◆ Aim
Copy every line of the listing below, requests included, and scale each box coordinate in the answers by 1.65, rounding to whole numbers with halves rounded up, while the requests and their format samples stay unchanged. Leave the pictures out of your answer.

:::

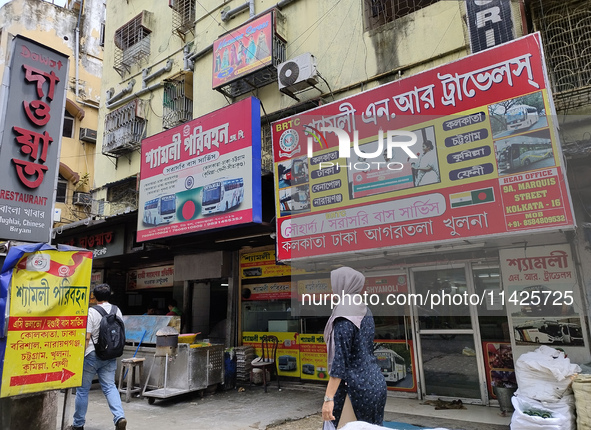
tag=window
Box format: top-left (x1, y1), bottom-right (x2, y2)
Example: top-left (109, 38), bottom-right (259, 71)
top-left (55, 175), bottom-right (68, 203)
top-left (113, 10), bottom-right (152, 77)
top-left (363, 0), bottom-right (438, 30)
top-left (62, 110), bottom-right (74, 138)
top-left (169, 0), bottom-right (195, 40)
top-left (531, 0), bottom-right (591, 107)
top-left (162, 73), bottom-right (193, 129)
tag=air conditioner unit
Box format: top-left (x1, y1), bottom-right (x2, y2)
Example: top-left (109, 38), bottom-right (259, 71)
top-left (80, 128), bottom-right (96, 143)
top-left (277, 52), bottom-right (318, 93)
top-left (72, 193), bottom-right (92, 206)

:::

◆ Task solution
tag=window
Box format: top-left (x1, y1), bottom-right (x2, y2)
Example: top-left (109, 38), bottom-right (259, 71)
top-left (91, 289), bottom-right (112, 335)
top-left (186, 17), bottom-right (251, 127)
top-left (599, 0), bottom-right (723, 50)
top-left (102, 182), bottom-right (122, 228)
top-left (279, 0), bottom-right (322, 66)
top-left (876, 0), bottom-right (975, 177)
top-left (267, 120), bottom-right (318, 213)
tag=air conditioner unit
Box format: top-left (x1, y1), bottom-right (x2, y2)
Example: top-left (109, 38), bottom-right (259, 71)
top-left (132, 211), bottom-right (158, 236)
top-left (457, 86), bottom-right (525, 153)
top-left (119, 318), bottom-right (152, 340)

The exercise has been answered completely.